Switch "upper cabinet" to "wall cabinet" in the lines from the one holding "of the open" through the end of the items below, both ends included, and give those lines again with everything else unchanged.

==== LISTED ENTRIES

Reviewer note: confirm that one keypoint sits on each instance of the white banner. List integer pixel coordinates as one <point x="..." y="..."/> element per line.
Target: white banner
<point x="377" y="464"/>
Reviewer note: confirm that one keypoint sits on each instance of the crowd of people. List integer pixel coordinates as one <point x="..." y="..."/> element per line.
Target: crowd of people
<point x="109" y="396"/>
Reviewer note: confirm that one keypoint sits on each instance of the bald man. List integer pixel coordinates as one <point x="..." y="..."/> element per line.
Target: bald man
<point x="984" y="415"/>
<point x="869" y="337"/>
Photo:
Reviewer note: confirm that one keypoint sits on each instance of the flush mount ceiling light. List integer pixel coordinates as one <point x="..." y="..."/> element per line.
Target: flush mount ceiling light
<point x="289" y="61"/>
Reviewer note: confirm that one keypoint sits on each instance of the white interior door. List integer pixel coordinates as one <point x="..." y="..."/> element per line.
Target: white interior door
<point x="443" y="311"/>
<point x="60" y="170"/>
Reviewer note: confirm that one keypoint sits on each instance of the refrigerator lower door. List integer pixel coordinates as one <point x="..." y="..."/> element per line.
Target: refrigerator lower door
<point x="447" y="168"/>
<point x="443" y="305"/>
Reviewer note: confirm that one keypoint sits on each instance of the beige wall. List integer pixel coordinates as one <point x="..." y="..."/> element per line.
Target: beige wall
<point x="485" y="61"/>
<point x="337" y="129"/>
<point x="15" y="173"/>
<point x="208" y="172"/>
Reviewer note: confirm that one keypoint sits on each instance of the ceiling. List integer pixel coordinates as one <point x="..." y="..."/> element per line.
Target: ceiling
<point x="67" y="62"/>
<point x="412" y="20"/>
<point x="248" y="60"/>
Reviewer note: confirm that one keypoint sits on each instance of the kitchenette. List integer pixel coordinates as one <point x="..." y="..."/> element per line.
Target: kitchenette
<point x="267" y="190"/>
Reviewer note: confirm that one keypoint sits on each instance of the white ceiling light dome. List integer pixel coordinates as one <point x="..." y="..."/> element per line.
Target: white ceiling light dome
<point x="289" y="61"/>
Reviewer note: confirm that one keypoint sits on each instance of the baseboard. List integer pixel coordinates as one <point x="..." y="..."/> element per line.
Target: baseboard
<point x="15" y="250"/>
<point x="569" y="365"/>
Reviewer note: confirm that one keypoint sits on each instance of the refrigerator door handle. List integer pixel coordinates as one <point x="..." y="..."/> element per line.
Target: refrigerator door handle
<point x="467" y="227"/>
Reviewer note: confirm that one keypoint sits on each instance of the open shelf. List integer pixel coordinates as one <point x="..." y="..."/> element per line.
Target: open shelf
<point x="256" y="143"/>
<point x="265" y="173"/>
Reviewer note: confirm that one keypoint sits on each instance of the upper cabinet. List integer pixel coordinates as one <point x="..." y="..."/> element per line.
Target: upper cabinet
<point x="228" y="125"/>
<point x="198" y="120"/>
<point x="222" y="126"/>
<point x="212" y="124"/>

========

ANSWER TO THE EXERCISE:
Reviewer note: confirm that one keypoint sits on each instance of the open shelf. List integer pixel coordinates as one <point x="..." y="..."/> element per line.
Target: open shelf
<point x="256" y="143"/>
<point x="265" y="173"/>
Reviewer note: confirm that one keypoint sits on each instance of the wall cabinet. List integer pixel coordinates as one <point x="..." y="..."/> element per line.
Target: wall cabinet
<point x="228" y="125"/>
<point x="198" y="120"/>
<point x="222" y="126"/>
<point x="212" y="124"/>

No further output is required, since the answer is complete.